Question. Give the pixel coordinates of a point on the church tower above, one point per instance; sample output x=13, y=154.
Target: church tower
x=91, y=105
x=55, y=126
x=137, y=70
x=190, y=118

────────────────────

(GIVEN TASK):
Please rewrite the data with "church tower" changed to "bell tower" and nothing else altered.

(RESULT OF THIS EXERCISE):
Question. Give the pixel coordinates of a point on the bell tower above, one point per instance; sample output x=13, y=154.
Target: bell tower
x=91, y=105
x=55, y=126
x=137, y=70
x=190, y=118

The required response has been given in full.